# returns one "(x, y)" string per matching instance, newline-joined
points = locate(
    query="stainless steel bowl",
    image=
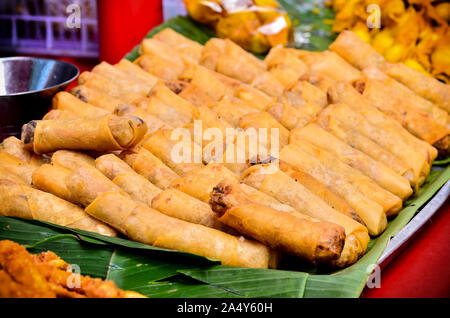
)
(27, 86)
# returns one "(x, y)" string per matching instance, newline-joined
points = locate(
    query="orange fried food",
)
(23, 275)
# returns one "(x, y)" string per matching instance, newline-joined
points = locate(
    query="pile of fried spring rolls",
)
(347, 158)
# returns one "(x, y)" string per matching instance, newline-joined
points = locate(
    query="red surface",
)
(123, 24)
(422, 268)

==

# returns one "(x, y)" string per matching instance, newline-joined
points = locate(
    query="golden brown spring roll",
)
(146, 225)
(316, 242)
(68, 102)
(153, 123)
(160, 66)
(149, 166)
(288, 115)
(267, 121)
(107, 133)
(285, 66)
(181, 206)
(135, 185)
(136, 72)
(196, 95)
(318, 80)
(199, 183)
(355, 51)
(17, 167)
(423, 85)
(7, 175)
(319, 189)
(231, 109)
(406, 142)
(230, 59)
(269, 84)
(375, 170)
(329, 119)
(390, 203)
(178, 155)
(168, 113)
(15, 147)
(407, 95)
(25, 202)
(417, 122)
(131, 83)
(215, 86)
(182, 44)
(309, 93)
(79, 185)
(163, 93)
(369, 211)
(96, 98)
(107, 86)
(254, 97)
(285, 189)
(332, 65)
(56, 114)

• **Work to complete**
Every line above that includes the string "fried" needs to be copied.

• **Answer space**
    query="orange fried food",
    query="pile of fried spring rolls",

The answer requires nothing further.